**Your goal:**
Beginning with the line that contains "Dear assistant, the user would like the wrinkled", output each line below exactly through the last one, both included, and nothing else.

**Excerpted data:**
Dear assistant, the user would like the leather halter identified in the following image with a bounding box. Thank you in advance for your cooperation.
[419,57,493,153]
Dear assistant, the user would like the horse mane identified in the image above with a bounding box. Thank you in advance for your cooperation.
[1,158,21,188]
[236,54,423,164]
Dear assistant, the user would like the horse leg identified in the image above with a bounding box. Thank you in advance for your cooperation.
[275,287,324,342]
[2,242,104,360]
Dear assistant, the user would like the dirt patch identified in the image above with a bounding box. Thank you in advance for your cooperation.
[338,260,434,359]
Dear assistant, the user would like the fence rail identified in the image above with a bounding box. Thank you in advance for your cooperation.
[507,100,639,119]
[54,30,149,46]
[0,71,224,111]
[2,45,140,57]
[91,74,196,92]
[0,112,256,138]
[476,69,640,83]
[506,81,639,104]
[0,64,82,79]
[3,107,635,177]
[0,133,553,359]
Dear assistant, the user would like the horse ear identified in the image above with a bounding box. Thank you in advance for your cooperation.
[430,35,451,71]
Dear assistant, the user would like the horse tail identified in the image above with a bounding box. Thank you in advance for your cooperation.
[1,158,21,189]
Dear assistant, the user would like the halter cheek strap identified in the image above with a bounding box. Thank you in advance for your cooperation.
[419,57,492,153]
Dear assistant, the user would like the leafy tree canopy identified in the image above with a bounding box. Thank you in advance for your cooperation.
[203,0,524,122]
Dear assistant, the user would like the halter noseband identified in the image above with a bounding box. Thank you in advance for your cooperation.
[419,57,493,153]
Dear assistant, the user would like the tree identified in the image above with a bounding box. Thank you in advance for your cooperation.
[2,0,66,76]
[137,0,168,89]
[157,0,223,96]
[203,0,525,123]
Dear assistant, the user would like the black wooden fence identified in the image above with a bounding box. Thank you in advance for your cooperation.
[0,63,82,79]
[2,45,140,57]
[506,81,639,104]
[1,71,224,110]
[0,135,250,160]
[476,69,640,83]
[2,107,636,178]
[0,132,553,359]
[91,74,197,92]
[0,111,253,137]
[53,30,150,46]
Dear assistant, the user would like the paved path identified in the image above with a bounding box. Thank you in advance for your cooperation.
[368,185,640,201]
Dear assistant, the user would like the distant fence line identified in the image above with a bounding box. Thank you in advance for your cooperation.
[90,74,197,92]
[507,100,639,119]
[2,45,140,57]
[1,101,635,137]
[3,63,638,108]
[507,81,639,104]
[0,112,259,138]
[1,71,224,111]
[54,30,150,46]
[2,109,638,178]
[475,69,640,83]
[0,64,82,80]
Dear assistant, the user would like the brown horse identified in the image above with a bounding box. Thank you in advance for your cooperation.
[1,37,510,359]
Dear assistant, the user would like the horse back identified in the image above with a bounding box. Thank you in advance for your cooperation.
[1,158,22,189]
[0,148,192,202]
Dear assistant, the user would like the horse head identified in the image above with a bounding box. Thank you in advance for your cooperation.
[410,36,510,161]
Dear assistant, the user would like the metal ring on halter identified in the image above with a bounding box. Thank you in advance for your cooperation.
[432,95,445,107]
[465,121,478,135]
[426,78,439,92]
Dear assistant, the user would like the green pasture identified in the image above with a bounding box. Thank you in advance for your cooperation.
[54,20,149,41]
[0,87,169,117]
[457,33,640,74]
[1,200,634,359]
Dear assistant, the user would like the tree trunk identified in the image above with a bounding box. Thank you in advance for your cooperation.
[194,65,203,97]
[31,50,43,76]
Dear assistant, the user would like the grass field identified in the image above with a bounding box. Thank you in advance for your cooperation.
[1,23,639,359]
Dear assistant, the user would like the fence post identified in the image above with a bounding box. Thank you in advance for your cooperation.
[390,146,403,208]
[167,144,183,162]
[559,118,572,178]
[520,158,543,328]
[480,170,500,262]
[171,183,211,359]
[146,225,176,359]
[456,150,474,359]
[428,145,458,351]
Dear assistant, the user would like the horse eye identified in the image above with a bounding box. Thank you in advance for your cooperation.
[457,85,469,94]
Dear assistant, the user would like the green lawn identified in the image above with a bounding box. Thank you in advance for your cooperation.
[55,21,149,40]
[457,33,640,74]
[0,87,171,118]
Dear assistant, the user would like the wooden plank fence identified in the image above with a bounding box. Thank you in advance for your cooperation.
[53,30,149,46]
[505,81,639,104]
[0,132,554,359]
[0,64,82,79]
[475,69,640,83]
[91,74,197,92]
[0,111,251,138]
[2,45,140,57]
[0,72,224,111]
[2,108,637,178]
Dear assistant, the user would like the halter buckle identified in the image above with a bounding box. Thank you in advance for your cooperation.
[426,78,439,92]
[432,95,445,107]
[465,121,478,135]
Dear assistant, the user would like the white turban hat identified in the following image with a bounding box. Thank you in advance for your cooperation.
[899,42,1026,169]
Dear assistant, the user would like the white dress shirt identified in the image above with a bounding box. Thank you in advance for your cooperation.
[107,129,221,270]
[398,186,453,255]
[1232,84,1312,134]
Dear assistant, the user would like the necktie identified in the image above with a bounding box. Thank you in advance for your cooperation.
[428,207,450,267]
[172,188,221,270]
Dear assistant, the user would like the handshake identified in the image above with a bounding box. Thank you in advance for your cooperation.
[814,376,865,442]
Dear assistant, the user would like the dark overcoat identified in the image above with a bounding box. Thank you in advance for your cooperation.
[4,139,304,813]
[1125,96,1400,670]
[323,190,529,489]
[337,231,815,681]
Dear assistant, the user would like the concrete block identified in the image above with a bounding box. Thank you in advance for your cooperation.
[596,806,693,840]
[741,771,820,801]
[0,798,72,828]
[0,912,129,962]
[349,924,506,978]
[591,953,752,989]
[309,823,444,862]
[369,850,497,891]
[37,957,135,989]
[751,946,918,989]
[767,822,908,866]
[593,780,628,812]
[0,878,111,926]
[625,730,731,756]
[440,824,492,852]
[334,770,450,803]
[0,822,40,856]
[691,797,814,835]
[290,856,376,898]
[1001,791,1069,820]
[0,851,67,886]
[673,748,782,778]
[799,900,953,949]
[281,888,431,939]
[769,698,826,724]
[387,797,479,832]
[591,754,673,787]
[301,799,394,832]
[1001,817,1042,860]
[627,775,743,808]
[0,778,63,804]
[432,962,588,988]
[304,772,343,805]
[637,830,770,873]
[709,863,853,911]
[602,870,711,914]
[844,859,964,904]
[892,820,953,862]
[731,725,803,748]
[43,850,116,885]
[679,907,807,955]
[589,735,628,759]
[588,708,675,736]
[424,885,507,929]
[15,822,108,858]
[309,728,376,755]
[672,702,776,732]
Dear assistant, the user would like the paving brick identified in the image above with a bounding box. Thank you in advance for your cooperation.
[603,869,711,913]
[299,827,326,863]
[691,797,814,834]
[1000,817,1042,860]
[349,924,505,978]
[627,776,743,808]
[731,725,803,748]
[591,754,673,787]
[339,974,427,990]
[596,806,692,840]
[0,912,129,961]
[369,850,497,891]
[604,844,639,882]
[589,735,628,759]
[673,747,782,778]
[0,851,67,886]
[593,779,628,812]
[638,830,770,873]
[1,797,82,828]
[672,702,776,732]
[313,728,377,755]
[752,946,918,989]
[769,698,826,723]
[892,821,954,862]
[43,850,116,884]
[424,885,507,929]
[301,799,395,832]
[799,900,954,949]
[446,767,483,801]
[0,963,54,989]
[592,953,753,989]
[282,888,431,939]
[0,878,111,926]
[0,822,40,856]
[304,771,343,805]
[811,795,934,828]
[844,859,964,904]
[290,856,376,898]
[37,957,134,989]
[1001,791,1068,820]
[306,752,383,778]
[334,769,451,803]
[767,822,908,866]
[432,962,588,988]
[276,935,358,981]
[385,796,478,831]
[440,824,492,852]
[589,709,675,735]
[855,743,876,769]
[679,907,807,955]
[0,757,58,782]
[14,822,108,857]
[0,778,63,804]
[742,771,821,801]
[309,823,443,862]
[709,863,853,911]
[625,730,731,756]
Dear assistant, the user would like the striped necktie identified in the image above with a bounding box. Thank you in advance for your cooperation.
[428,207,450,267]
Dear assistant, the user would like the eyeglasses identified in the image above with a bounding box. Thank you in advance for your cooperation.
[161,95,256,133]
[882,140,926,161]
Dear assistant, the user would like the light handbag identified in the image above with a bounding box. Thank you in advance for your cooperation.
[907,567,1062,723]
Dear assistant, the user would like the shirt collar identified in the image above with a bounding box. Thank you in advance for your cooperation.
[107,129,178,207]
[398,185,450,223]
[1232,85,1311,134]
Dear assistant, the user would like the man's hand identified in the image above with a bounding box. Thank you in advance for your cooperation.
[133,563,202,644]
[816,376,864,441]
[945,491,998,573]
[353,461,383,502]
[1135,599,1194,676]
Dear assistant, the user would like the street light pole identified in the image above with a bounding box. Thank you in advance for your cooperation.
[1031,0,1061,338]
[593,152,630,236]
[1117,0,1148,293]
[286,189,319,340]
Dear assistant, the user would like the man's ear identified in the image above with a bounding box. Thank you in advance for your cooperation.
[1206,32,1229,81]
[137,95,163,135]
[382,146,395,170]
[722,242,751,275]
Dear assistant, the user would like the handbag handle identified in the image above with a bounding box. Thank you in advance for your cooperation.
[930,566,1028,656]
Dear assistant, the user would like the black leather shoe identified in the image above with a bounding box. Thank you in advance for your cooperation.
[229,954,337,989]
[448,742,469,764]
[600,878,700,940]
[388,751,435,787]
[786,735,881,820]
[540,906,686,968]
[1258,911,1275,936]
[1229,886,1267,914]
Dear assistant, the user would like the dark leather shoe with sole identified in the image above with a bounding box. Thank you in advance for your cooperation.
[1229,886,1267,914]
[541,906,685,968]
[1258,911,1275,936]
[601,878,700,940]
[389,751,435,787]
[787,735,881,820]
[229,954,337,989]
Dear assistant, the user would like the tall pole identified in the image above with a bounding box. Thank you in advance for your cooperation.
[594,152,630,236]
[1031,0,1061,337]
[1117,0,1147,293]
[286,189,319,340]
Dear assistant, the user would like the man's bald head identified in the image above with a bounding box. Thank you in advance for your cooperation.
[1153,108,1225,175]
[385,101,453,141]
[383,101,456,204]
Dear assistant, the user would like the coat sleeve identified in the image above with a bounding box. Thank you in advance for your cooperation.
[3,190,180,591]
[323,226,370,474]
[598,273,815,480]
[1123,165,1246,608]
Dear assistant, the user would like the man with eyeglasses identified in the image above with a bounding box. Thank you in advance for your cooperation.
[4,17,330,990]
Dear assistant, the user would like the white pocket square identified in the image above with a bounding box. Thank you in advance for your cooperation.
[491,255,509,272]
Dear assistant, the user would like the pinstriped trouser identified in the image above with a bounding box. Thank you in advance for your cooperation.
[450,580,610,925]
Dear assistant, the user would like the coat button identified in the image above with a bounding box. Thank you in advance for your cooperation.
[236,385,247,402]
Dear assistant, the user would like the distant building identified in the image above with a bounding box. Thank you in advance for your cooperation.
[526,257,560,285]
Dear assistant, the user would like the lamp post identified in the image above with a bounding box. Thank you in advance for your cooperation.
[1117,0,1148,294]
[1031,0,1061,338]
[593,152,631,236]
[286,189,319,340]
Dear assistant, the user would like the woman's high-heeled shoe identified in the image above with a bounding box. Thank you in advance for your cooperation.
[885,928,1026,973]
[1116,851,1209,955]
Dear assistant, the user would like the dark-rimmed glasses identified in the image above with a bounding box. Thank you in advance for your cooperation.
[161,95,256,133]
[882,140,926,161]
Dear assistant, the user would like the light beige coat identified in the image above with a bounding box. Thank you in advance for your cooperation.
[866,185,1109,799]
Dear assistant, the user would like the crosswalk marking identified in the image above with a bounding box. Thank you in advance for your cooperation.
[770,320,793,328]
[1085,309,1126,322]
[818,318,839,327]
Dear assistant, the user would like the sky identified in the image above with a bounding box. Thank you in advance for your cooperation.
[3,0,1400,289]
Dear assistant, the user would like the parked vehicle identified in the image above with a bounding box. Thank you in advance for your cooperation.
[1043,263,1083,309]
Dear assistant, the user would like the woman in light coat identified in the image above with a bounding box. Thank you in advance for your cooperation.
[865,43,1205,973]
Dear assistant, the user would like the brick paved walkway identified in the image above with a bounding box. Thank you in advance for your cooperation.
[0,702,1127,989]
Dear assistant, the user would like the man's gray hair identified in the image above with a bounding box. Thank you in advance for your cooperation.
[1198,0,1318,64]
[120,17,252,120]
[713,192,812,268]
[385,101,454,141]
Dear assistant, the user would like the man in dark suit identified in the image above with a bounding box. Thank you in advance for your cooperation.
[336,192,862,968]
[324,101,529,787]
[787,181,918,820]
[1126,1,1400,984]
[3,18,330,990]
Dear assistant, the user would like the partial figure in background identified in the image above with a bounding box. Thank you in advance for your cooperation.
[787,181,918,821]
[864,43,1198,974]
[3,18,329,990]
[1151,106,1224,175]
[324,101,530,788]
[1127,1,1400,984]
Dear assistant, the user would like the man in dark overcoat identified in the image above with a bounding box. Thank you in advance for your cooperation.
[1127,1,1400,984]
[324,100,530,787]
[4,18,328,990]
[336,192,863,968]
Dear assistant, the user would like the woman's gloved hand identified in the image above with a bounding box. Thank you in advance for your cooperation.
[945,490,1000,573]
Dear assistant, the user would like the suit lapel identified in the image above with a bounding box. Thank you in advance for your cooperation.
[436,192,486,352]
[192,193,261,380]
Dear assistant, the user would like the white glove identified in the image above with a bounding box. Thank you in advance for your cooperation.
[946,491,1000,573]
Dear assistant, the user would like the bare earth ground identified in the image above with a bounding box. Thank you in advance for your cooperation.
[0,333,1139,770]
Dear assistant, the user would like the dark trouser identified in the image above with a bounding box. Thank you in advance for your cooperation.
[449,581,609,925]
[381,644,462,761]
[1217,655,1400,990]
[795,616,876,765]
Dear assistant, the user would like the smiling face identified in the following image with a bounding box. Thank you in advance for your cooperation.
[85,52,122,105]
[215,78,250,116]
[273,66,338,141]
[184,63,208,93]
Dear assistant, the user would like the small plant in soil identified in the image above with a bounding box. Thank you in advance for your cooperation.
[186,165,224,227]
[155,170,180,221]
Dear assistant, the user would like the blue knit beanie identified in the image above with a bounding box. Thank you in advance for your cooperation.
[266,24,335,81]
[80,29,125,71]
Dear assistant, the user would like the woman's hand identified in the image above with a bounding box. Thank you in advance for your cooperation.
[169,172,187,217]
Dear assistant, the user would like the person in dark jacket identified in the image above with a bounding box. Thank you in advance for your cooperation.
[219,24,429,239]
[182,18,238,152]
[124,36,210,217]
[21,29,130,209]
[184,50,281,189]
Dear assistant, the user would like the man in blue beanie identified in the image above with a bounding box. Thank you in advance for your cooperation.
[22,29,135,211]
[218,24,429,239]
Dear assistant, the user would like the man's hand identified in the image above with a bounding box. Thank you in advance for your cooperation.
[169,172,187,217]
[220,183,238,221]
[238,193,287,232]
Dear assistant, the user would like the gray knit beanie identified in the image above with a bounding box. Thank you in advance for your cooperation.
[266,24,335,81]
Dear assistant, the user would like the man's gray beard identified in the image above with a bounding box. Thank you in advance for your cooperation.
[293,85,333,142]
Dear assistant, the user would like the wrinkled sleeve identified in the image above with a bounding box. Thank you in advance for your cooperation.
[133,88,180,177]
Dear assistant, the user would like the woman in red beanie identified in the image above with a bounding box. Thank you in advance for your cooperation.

**Reply to the exercise:**
Dear assistant, the user would like the wrinkled sleeve identified in the image above with a bounding box. Thank you in advance for your cooperation.
[133,88,180,177]
Dear assistant, the user would like the woman in red beanie identified in the image above with a bounding box. Thank you in advance for your cooperation.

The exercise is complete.